→ Objective 1
In the thread about panning shots of Paco, give the passage again starting with "## linncurrie (Jan" and going on through "Ardeagold (Feb 26, 2007)", changing "head" to "face".
→ Objective 2
In the thread about panning shots of Paco, what shutter speed was used for the first shot?
→ Objective 3
Pick up the thread about panning shots of Paco from where it stops.

*** Text passage

# B & W, action and a sloooww shutterspeed.



## rik6230 (Jan 8, 2008)

I (tried) to move the camera with Paco as he moved and using a slow shutterspeed. (Panning technique) It has to creat a sense of movement :

1 shutterspeed 1/45










2 shutterspeed 1/50










3 shutterspeed 1/60










4 shutterspeed 1/60


----------



## sharlin (Feb 26, 2007)

WOW Rik---those are great. Love #'s 2&3. Good Job.


----------



## TheHooch (May 9, 2007)

Okay I QUIT TAKING PICTURES NOW. Those are excelllent.


----------



## SadieBodean (Mar 28, 2008)

Wow! Amazing photos.


----------



## rik6230 (Jan 8, 2008)

TheHooch said:


> Okay I QUIT TAKING PICTURES NOW. Those are excelllent.




Glad you are back Hooch. Take care!!


----------



## TheHooch (May 9, 2007)

rik said:


> Glad your are back Hooch. Take care!!


I am going to do that


----------



## davebeech (Feb 11, 2006)

wow !!! that's some serious stuff, number 3$4 are amazing !!!!


----------



## olik (Apr 13, 2008)

wow! fantastic!


----------



## vrocco1 (Feb 25, 2006)

Unbelievable! Those photos are fantastic!


----------



## LibertyME (Jan 6, 2007)

How _COOL_ is that !?!?!?!?!
Thanks Rik!!


----------



## Montesmom (Jun 9, 2008)

Those are fantastic shots! I bet you could win a photography contest with those! Guess I have to learn to use my camera with the manual settings..LOL


----------



## Hudson (May 18, 2005)

Rik , they are amazing photos!Love your work!


----------



## ShadowsParents (Feb 27, 2007)

Oh wow, those are some GReat pictures. I think #3 is my personal favorite


----------



## GoldenJoyx'stwo (Feb 25, 2007)

They are all, AMAZING!


----------



## Tahnee GR (Aug 26, 2006)

Those are wonderful pictures!


----------



## BeauShel (May 20, 2007)

Those are stunning pictures and Paco looks very intent on getting a big splash. You are an amazing photographer


----------



## Dslats (Mar 1, 2007)

Awesome!!! 

Debbie & Mason


----------



## Pointgold (Jun 6, 2007)

Very cool shots!!!!!


----------



## Heidi36oh (Feb 27, 2007)

Wow, amazing pictures!


----------



## linncurrie (Jan 25, 2008)

Standing applause!! Absolutely awesome work Rik ... you have mastered the technique by keeping the head sharp. Well done!


----------



## Ardeagold (Feb 26, 2007)

Wonderful!!!


----------



## Puppy Zoo (Jan 1, 2008)

Love, Love, Love that last shot!!!


----------



## rik6230 (Jan 8, 2008)

Thank you all 



linncurrie said:


> Standing applause!! Absolutely awesome work Rik ... you have mastered the technique by keeping the head sharp. Well done!


I needed many attempts


----------



## honeysmum (Dec 4, 2007)

Wow they are amazing well done


----------



## Tanyac (Jun 18, 2008)

******
*** Record set

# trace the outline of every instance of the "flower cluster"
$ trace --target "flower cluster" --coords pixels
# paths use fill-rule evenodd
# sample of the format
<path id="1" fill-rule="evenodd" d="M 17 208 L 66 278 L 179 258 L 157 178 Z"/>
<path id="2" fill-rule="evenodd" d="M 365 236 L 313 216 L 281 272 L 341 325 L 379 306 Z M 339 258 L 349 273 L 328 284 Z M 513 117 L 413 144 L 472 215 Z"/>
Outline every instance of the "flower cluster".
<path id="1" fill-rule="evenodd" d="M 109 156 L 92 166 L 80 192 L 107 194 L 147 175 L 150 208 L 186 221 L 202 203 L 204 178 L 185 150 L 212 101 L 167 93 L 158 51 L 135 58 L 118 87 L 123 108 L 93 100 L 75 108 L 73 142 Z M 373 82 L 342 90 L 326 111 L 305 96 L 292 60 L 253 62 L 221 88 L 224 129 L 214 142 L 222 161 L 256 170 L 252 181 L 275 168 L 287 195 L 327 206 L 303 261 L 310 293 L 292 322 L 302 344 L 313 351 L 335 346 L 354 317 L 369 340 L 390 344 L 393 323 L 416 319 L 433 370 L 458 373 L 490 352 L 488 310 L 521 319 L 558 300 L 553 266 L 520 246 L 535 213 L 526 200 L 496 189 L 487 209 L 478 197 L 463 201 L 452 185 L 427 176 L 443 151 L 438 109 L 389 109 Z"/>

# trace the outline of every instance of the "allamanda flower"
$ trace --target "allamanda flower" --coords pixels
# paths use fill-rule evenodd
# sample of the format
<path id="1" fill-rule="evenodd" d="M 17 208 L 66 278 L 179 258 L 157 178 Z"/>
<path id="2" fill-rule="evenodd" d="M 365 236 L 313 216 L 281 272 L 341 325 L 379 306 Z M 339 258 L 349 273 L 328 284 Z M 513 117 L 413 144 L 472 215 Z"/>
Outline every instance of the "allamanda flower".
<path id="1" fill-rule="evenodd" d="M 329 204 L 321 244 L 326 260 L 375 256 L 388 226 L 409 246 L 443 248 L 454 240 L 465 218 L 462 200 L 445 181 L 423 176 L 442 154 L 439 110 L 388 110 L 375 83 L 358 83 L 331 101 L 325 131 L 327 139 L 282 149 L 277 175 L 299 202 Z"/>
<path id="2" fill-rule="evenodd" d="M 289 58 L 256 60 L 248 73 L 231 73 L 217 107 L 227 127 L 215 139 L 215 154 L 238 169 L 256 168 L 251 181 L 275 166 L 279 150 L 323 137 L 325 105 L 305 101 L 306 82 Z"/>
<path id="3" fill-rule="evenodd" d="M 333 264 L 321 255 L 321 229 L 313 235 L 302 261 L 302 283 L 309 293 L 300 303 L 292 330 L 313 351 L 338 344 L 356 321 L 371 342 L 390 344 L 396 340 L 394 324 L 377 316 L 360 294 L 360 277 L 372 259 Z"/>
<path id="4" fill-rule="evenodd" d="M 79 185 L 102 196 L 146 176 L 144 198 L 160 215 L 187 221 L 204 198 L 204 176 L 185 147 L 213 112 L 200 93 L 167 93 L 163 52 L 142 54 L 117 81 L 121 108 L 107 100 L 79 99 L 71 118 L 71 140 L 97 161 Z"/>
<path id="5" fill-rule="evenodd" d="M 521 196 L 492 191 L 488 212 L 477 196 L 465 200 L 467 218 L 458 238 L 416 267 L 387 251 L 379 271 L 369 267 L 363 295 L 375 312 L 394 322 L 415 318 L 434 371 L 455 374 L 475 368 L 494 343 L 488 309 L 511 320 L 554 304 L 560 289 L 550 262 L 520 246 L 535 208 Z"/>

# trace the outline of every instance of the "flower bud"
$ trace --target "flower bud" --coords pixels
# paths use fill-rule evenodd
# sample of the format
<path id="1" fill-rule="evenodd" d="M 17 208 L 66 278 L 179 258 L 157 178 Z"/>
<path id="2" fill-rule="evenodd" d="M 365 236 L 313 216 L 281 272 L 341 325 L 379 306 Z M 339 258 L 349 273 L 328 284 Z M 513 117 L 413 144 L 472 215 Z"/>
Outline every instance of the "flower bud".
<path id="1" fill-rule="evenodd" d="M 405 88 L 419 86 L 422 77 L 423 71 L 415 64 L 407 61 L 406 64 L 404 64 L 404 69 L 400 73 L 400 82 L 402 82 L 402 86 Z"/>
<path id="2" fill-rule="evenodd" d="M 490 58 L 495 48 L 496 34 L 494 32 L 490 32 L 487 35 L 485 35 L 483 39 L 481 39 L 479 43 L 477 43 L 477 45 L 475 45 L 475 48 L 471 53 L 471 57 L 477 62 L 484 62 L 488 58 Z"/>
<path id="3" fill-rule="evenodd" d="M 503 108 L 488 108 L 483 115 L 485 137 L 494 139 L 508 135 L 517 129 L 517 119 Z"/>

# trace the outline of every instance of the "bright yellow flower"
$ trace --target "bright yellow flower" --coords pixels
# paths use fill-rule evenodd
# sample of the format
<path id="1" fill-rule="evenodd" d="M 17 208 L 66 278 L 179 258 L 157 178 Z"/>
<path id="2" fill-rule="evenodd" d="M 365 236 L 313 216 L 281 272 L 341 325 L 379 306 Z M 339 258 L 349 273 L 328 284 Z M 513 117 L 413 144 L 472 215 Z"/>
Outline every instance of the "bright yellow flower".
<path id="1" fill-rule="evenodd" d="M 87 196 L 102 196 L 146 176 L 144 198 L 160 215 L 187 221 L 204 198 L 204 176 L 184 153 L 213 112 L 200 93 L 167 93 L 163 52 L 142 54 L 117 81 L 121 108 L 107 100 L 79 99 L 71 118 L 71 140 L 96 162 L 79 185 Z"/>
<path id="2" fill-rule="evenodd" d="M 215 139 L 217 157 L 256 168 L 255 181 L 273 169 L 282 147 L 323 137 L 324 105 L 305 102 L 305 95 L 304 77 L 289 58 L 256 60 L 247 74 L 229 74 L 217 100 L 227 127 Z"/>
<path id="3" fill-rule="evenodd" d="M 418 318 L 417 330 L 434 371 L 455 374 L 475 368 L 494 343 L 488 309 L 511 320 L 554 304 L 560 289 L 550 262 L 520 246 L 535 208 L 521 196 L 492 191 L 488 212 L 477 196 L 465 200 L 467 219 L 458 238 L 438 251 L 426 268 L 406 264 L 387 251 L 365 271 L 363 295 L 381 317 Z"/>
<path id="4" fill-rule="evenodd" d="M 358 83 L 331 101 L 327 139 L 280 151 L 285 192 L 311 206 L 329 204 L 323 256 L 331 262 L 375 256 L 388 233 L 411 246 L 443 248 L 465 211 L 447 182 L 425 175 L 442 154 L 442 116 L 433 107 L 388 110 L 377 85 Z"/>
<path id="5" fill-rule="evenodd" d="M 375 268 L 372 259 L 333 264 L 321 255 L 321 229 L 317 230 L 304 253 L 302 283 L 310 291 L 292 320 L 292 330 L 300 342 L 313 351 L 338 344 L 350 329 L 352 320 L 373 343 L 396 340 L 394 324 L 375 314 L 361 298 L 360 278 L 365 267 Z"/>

******

→ Task response 1
## linncurrie (Jan 25, 2008)

Standing applause!! Absolutely awesome work Rik ... you have mastered the technique by keeping the face sharp. Well done!


----------



## Ardeagold (Feb 26, 2007)

→ Task response 2
1/45

→ Task response 3
Love those arial shots, experimenting is definitely the best way to get great photo's, these are really great!


----------



## Lego&Jacub (Jul 18, 2006)

Wow... what interested photos!! You really can create some amazing shots if you know how to go about it!!!


----------



## Debles (Sep 6, 2007)

Very good work. Love the last one.


----------



## dannyra (Aug 5, 2008)

kgghkd those letters were from my jaw hitting the keyboard. Simply amazing. 3 is my favorite.


----------



## uhmanda00 (Aug 3, 2008)

I LOVE #3!! Great Shot!


----------



## Oaklys Dad (Dec 28, 2005)

Fantastic shots. I love the leap shot you captured. The black and white also makes for such dramatic images.


----------



## welshgold (Feb 27, 2007)

Wow! great work Rik! Just as a pointer for the rest of us did you set it on b & w in the camera or did you convert it afterwards in photoshop? Which ever way you did it it's spot on, you've got the shutter speeds just right! 
Taking pics this way is just about the hardest thing to do in photography - if it's not done correctly it'll look awful BUT you seemed to have captured your Golden in action perfectly - great stuff!


----------



## moverking (Feb 26, 2007)

You have the 'TOUCH', Rik! Those are phenomenal shots!
You didn't just capture movement...you caught extreme speed! Go Paco!!!!


----------



## rik6230 (Jan 8, 2008)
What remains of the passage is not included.